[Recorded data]

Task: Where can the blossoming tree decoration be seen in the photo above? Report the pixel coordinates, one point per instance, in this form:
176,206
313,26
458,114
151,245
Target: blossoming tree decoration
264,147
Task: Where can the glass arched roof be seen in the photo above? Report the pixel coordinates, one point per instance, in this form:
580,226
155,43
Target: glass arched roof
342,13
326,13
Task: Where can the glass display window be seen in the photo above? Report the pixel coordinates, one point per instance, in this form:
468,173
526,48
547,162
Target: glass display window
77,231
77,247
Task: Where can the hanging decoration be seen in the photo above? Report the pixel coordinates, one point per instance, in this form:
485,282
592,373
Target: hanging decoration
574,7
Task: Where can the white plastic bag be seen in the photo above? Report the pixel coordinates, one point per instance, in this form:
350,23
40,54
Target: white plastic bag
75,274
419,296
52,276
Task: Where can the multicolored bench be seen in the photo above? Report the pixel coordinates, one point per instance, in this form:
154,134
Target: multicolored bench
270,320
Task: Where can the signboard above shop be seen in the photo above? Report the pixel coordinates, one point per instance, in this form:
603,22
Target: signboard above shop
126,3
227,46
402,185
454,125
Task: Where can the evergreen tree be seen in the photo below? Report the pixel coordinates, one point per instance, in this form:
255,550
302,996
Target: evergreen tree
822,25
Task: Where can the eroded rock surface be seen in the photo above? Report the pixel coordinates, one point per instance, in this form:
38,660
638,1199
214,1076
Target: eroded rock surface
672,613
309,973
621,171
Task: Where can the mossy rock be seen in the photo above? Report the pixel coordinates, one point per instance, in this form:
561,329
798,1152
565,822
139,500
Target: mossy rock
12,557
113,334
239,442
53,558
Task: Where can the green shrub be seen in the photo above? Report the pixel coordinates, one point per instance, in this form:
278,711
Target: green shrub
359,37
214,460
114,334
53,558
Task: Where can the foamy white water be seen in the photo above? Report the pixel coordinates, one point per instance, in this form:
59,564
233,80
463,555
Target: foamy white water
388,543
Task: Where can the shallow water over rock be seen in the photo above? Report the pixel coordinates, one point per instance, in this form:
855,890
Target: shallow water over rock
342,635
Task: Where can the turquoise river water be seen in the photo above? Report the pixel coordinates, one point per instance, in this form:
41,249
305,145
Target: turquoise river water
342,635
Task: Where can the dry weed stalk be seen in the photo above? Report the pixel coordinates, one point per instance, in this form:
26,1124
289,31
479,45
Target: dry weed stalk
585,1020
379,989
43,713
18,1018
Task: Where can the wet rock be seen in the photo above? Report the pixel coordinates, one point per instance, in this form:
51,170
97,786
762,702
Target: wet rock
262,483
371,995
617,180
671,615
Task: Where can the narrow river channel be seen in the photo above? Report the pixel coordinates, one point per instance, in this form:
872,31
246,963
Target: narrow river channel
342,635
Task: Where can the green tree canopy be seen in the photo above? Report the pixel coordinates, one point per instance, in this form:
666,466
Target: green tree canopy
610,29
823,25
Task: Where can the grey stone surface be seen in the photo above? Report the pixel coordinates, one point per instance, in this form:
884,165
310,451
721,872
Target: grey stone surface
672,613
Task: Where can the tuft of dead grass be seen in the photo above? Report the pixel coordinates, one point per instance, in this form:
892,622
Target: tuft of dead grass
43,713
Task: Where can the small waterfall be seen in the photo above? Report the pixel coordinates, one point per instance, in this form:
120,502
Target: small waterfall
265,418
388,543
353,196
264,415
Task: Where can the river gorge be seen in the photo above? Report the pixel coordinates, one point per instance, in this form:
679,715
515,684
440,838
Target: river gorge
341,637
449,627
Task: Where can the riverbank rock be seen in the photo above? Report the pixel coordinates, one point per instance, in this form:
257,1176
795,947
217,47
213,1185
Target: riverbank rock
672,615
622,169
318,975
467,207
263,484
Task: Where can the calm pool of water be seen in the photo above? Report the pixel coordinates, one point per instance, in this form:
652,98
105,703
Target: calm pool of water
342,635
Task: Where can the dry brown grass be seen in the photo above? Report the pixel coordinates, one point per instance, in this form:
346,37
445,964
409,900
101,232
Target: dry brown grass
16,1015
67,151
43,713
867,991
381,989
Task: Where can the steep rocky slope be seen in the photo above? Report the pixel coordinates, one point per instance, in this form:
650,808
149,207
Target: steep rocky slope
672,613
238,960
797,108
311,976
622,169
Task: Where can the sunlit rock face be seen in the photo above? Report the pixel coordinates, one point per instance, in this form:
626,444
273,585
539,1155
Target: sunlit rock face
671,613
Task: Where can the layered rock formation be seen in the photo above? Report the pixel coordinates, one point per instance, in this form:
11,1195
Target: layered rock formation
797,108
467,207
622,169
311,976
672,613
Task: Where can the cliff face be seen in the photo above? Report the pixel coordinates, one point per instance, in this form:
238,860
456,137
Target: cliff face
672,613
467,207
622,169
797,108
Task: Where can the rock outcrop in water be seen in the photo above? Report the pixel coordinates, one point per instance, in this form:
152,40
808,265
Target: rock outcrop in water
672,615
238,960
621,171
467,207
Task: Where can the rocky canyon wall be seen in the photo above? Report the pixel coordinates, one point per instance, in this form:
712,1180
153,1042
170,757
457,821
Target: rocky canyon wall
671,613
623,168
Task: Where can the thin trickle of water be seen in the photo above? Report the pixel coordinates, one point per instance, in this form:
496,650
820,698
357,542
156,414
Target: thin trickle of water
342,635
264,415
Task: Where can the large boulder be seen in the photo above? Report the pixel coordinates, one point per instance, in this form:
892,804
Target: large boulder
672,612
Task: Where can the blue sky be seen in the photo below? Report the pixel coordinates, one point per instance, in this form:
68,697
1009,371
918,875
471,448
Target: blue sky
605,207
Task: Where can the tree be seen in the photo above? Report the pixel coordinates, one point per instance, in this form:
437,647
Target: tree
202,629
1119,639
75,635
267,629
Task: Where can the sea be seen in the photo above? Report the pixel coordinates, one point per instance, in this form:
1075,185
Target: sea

[Stated task]: The line containing "Task: Where can the steep" marks the start; retype it and each line after it through the end of the records above, exactly.

[Worked solution]:
Task: Where can the steep rocky slope be seen in the photo above? Report the pixel coordinates, one point per instance, in this form:
650,808
149,207
Target: steep rocky slope
672,613
238,960
797,108
311,976
622,169
Task: Where can the sunlit rock face be seen in the photo above? Report the pixel coordinates, one point per instance, in this form:
626,444
273,585
539,1155
Target: sunlit rock face
671,613
Task: Where can the layered rock formation be seen in the photo above? Report the pixel coordinates, one point per instance, in this form:
11,1195
Target: layered rock formation
797,108
467,207
622,169
311,976
672,613
Task: Where can the cliff face be seen in the photo above? Report the pixel coordinates, one point per instance, in this form:
238,860
456,137
Target: cliff face
672,613
467,207
622,169
797,108
Task: Where can the rock outcrop in water be seen in the photo above? Report the pixel coordinates, one point per instance, in this form:
152,40
808,265
Target: rock outcrop in water
672,615
238,960
621,171
467,207
Task: Where can the rocky canyon wall be seen in the photo above? Report the pixel coordinates, one point per instance, in this form:
712,1180
153,1042
170,757
457,821
Target: rocky canyon wall
671,613
623,168
Task: Where can the thin trickle of water be seen in the photo above? Report the pixel coordinates, one point per instance, in this form:
496,650
820,698
357,542
156,414
Target: thin trickle of water
342,635
264,415
Task: Where can the large boulder be seen in the photo above? Report the pixel coordinates, one point per instance, in this form:
892,804
Target: large boulder
672,612
Task: Where can the blue sky be seen in the photo below? Report the pixel coordinates, one point per instance, in this form:
68,697
1009,371
918,875
471,448
Target: blue sky
605,207
Task: Where can the tree be seen in the photo above? Report the pixel coordinates, one point per instance, in this form:
437,647
Target: tree
202,629
1119,639
75,635
267,629
Task: Where can the sea be seen in the photo above? Report the pixel coordinates, one point per instance, in this form:
1075,185
Target: sea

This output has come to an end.